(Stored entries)
____

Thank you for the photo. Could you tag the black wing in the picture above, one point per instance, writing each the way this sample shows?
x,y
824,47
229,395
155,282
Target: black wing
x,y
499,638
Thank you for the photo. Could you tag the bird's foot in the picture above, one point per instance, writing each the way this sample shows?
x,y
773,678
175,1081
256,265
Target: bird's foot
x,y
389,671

____

STATED PROBLEM. Rewrite the lines from the one containing "Thank you for the photo. Could you tag the bird's" through the last line, replacing "bird's foot" with "bird's leg" and leaving everything else unchanged.

CORRECT ANSWER.
Thank you for the photo. Could you tag the bird's leg in the picture above, one point per instance, writing each the way this sample shows?
x,y
773,678
175,1081
256,265
Target: bird's leg
x,y
389,671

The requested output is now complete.